→ **EXCERPTED PASSAGE**
+-------+
Russia Launches Massive War Games; Defends Long-standing Support of Syrian President

September 17th, 2015 - by admin

PressTV & Alec Luhn / The Guardian & Shaun Walker and Ian Black / The Guardian & Mary Chastain / Breitbar.com – 2015-09-17 01:19:52

http://www.presstv.ir/Detail/2015/09/14/429212/Russia-war-games-drills-large-scale

Russia Launches Biggest War Games of 2015
PressTV

TEHERAN (September 14, 2015) — Russia has launched its largest military drill of the year, involving 7,000 items of military equipment and some 95,000 infantry, navy and air force units.

“Today the strategic command-and-staff exercise Center–2015 has been started. This is a final stage of the operational and combat training of the Russian Armed Forces in 2015 and joint combat training activities of the CSTO (Collective Security Treaty Organization),” the Russian Defense Ministry announced in a statement on Monday.

Center–2015 is being carried out over 20 sites across Russia’s central military district (marked in light green in the map below), which spans from the Volga River to the Ural mountains and Siberia in the east and reaches to the country’s far northern regions.

According to the statement, the maneuvers’ goal is assessing the readiness of the CSTO, comprised of forces from several ex-Soviet countries, at handling “international armed conflict” and defeating “illegal armed units.”

The extensive exercises, headed by the chief of the General Staff of the Russian Armed Forces, Valeriy Gerasimov, are scheduled to end on September 20.

Russia has recently cranked up its snap checks of its military capabilities, assessing its forces from the Arctic to the Far East as relations with the West sharply cooled after Crimea’s reunification with Russia following a referendum in March 2014.

Relations were strained further after Ukraine launched military operations in April 2014 to silence pro-Russia protests in the mainly Russian-speaking regions of Donetsk and Luhansk in eastern Ukraine.

Kiev and its Western allies accuse the Kremlin of meddling in Ukraine’s internal affairs and backing pro-Russia forces in eastern Ukraine. Russia has resolutely denied the claims.


Russia Sends Artillery and Tanks
To Syria as Part of Continued Military Buildup

Increase of Russian hardware in Syria has caused concerns in the west about the implications of Moscow militarily helping its old ally, President Bashar al-Assad

Alec Luhn / The Guardian

MOSCOW (September 14, 2015) — Russia has sent tanks and artillery to Syria amid a reported military buildup, US officials say, raising concerns about a potential mission to bolster President Bashar al-Assad’s embattled regime.

Moscow has sent artillery units and seven tanks to the Syrian airbase near Latakia on the Mediterranean coast as part of an ongoing military buildup, a US official told AFP on Monday, speaking on condition of anonymity.

The source said the seven T-90s, Russia’s most modern service tank, arrived in Latakia in the past few days but had not been seen outside the airbase. The artillery was likely for airfield defence, the source said.

“Hundreds” of Russian troops are already present in Latakia, and Moscow has installed enough mobile housing units to house about 1,500 people, the source added.

Also on Monday, navy captain Jeff Davis, a Pentagon spokesman, said a “steady flow” of Russian personnel and military equipment to Latakia in recent days suggests Moscow plans to operate military aircraft from the base, AP reported. But the US has not yet seen any fighter jets or attack helicopters arrive, he said.
+-------+
→ **INFORMATION GIVEN**
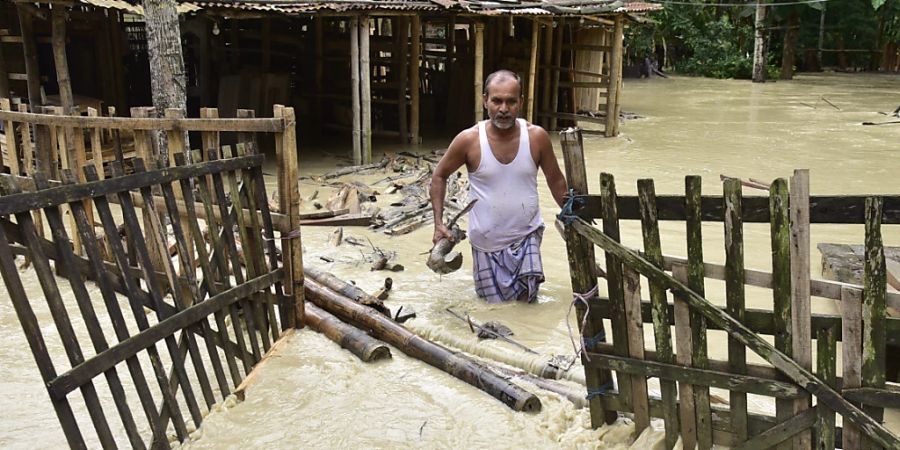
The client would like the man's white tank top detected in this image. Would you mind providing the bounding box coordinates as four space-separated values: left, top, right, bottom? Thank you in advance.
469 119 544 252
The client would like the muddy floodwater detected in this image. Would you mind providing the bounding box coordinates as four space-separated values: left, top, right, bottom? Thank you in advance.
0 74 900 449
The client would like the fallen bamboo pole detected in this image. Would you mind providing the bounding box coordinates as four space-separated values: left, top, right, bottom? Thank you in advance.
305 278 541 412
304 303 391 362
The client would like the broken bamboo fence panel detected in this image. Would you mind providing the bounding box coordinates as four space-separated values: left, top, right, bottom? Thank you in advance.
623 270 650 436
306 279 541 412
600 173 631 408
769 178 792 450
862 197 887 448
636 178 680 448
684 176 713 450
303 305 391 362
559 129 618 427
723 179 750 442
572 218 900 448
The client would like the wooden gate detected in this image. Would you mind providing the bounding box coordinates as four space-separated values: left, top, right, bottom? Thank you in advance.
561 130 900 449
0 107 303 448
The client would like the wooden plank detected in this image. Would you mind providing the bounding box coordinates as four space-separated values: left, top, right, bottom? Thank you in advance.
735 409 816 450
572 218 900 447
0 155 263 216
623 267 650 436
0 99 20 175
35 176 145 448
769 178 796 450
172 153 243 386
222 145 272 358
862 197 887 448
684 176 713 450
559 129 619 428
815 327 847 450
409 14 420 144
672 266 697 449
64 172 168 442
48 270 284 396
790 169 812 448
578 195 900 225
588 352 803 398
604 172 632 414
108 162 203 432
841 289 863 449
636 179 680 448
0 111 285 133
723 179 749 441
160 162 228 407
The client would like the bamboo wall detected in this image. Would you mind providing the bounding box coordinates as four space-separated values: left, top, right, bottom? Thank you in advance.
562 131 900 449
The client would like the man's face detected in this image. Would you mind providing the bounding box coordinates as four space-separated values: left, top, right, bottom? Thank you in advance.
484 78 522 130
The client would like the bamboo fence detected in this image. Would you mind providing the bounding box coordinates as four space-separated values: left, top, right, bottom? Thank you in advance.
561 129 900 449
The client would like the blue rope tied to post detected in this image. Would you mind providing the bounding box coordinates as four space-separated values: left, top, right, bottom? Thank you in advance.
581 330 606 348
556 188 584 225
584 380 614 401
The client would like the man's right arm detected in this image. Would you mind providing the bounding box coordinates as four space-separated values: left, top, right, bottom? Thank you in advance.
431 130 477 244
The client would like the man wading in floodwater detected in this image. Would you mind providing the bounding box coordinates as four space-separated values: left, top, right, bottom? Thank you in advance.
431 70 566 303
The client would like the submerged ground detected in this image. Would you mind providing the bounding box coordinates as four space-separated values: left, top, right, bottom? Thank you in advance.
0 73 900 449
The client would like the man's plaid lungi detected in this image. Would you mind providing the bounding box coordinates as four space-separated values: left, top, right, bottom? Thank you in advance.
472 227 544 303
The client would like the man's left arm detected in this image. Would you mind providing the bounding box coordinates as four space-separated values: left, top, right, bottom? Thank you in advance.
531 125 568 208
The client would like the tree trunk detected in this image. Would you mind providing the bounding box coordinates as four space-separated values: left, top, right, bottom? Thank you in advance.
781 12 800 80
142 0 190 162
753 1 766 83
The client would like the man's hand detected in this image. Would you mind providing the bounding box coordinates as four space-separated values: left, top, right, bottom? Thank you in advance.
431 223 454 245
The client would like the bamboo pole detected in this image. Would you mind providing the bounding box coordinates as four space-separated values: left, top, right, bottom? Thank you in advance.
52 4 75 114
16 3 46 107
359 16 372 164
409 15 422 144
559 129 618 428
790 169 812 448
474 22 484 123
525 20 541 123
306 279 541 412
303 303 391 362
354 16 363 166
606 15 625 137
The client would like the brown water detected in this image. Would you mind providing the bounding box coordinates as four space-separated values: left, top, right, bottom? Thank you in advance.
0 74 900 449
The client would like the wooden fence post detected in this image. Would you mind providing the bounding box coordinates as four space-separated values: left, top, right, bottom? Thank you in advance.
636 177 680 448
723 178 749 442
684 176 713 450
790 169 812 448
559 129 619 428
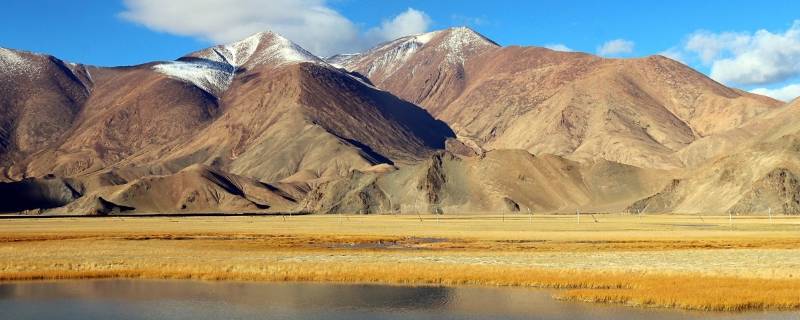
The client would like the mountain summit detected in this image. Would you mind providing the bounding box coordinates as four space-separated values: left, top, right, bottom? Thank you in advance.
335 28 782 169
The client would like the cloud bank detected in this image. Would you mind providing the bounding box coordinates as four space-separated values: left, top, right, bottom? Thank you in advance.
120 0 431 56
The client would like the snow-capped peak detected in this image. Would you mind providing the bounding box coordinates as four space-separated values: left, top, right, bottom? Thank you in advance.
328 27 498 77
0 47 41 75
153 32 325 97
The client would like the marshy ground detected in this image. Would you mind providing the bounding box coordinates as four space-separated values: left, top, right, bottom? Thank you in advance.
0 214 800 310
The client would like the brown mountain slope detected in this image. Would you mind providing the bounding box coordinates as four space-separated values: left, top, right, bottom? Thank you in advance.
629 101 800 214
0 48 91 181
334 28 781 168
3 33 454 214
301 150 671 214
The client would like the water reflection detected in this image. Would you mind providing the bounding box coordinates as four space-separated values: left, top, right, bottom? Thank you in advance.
+-------+
→ **REQUIRED TASKS**
[A] Please answer these from the article on Russia's military moves, one line each:
(i) How many items of military equipment does the Center–2015 exercise involve?
(ii) On what date are the exercises scheduled to end?
(iii) How many T-90 tanks arrived in Latakia?
[B] Echo the article on Russia's military moves word for word, from "The extensive exercises, headed" to "in March 2014.".

→ **EXPECTED ANSWERS**
[A]
(i) 7,000
(ii) September 20
(iii) Seven

[B]
The extensive exercises, headed by the chief of the General Staff of the Russian Armed Forces, Valeriy Gerasimov, are scheduled to end on September 20.

Russia has recently cranked up its snap checks of its military capabilities, assessing its forces from the Arctic to the Far East as relations with the West sharply cooled after Crimea’s reunification with Russia following a referendum in March 2014.